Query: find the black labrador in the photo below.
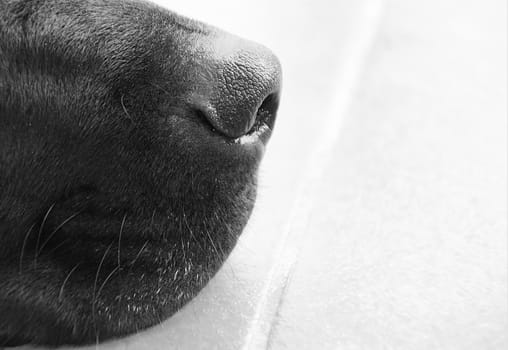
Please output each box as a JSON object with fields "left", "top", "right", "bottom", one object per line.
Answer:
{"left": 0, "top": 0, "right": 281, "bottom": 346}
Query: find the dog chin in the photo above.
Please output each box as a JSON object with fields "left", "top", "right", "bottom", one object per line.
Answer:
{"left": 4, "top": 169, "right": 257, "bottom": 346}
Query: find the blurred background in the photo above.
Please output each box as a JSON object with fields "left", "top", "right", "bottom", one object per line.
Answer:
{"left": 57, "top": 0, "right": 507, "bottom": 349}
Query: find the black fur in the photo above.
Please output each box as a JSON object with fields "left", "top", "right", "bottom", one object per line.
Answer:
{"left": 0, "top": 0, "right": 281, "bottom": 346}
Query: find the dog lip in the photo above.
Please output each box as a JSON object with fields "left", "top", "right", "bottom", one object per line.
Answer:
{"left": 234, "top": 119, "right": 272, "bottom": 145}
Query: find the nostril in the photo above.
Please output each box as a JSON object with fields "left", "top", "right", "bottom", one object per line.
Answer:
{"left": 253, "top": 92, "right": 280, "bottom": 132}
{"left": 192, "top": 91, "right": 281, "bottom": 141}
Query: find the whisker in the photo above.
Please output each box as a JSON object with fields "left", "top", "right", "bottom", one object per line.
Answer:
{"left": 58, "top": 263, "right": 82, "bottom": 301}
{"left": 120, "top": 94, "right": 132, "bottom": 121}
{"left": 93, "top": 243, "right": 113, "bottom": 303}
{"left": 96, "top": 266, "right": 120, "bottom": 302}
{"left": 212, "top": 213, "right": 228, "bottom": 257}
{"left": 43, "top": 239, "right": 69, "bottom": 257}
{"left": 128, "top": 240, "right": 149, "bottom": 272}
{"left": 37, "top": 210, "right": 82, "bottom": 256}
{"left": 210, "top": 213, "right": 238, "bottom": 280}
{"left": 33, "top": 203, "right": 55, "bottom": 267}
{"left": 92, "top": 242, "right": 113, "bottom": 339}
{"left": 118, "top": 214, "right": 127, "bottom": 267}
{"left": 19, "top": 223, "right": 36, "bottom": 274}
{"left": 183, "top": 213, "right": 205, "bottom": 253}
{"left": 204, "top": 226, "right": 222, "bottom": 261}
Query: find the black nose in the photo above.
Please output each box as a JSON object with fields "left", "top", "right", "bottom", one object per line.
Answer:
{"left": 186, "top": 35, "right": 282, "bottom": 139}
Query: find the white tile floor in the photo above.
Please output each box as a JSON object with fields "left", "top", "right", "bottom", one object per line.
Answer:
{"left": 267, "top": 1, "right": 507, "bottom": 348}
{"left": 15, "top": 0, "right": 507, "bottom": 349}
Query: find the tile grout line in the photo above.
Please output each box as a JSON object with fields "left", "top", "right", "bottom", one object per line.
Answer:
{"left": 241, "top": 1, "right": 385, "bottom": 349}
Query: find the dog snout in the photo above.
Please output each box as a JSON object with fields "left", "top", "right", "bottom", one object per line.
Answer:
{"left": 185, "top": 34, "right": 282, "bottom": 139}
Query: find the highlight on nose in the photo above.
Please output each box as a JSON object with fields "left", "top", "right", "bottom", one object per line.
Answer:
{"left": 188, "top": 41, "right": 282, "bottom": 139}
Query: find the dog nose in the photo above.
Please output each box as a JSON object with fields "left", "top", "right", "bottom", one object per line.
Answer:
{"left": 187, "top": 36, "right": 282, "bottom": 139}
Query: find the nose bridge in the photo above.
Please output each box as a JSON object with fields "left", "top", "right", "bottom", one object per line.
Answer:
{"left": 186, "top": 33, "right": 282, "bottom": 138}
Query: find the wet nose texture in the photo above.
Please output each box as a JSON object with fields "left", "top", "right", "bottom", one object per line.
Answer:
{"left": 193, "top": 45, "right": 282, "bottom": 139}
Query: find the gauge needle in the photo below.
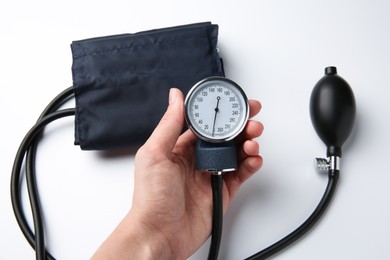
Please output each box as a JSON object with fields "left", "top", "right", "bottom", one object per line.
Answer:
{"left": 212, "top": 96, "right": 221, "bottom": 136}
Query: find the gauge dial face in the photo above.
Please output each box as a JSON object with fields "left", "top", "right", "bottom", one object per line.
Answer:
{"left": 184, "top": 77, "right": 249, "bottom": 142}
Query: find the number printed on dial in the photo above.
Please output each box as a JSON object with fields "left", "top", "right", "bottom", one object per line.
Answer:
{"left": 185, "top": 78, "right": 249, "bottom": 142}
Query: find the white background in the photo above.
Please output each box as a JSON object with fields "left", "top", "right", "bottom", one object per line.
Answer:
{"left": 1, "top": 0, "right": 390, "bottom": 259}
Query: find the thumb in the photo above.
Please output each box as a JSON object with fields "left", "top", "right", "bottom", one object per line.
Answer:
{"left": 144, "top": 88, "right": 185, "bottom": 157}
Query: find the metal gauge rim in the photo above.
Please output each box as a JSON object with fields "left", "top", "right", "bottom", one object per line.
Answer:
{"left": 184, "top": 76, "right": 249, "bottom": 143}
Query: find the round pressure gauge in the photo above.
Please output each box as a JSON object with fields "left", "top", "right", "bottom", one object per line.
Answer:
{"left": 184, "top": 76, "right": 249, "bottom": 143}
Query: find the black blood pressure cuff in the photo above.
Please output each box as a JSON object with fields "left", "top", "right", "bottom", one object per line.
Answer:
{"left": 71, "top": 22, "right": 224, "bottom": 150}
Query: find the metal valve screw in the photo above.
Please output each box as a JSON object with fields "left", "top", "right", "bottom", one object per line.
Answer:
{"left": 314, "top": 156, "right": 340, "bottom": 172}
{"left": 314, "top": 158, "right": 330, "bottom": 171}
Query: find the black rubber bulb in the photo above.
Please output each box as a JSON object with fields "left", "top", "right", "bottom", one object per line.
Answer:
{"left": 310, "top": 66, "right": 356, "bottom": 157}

+---+

Exercise requirements -
Determine how many lines in the listing above hold the word "black", answering with the number only.

Reply -
5